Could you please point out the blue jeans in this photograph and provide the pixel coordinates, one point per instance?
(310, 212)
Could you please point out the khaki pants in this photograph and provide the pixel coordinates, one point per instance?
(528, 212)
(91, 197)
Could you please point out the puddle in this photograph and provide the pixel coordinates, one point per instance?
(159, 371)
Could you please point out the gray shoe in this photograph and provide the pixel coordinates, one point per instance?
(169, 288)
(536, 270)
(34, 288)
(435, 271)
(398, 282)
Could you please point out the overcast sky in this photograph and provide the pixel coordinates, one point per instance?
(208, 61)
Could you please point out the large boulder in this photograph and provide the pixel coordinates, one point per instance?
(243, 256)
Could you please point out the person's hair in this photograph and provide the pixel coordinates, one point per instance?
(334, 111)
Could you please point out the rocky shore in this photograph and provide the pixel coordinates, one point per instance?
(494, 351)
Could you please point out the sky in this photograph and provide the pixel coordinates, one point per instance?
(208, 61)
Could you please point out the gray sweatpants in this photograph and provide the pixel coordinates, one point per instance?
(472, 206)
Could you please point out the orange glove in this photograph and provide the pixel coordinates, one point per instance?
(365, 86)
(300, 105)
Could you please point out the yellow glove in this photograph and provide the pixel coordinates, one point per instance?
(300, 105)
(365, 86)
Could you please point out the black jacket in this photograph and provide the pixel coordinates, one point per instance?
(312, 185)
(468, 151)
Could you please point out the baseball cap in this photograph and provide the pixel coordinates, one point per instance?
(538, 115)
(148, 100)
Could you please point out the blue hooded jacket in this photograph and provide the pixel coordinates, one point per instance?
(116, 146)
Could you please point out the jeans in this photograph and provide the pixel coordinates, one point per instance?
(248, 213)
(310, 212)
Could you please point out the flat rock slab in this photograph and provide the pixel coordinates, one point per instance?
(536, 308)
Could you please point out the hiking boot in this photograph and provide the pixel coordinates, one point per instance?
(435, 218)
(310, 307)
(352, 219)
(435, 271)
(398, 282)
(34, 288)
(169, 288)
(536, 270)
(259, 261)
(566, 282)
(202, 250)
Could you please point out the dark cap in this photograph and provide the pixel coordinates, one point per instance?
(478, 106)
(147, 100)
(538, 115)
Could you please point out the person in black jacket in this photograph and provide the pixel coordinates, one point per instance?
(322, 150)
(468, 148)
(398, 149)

◆ REQUIRED TASK:
Would you write down every record again, exactly?

◆ TASK RESULT:
Could you please point out the blue jeans in this photograph and provide the pixel coordinates, one point per instance?
(310, 212)
Could you please point out the khaki pants in this photograph and provide the pixel coordinates, one point per instance?
(528, 212)
(91, 197)
Could you please point out the puddle in this photograph and provide the pixel coordinates, one point per instance?
(159, 371)
Could you please point out the gray shoe in this photograph and provide the pixel coordinates, one point per instance?
(169, 288)
(536, 270)
(34, 288)
(435, 271)
(398, 282)
Could you please point out the overcast sky in this photograph and provide the pixel coordinates, one point per instance?
(208, 61)
Could you please point out the large boulder in this photograph and provide the pixel coordinates, one point per instance?
(243, 256)
Could you please point out the person's hair in this photograph and provide the pixel coordinates, one point per instance?
(334, 111)
Could you please point out the rocky shore in this photograph and provide the pixel coordinates, one point per instance?
(494, 351)
Could you please point out the sky in this photograph and provide the pixel coordinates, one point per instance?
(208, 61)
Could you please point out the gray sweatpants in this photograph and provide the pixel coordinates, one point per instance?
(472, 206)
Could you please point out the orange glove in this photograph and provide the pixel coordinates, one point per instance?
(365, 86)
(300, 105)
Could you please point out the yellow glove in this photograph and provide the pixel coordinates, one point per instance?
(300, 105)
(365, 86)
Could you please point out the black jacket in this photograph and provide the pixel coordinates, one point per instance?
(312, 185)
(468, 151)
Could you please point out the baseball cap in this photograph and provide the pixel coordinates, one point per instance?
(538, 115)
(148, 100)
Could you please point out the blue hooded jacket in this photograph and provide the pixel coordinates, one point per instance?
(116, 146)
Could you please point out the jeans in this photograph and provide the pixel coordinates, one point per instance?
(248, 213)
(310, 212)
Could you please point out the flat rock slab in this photograph and provide the pixel coordinates, one point per instance?
(536, 308)
Could you please point out the hiking boot in this photograph and provide the pixel coordinates, one point per instance?
(435, 218)
(310, 307)
(352, 219)
(435, 271)
(398, 282)
(34, 288)
(169, 288)
(536, 270)
(259, 261)
(566, 282)
(202, 250)
Could you please point out the dark cap in this photograph and provide the pixel coordinates, one point per instance?
(478, 106)
(147, 100)
(538, 115)
Could you please point out the person in black jacket in this photograph and provide the pixel coordinates, one point per instance?
(322, 150)
(468, 148)
(398, 149)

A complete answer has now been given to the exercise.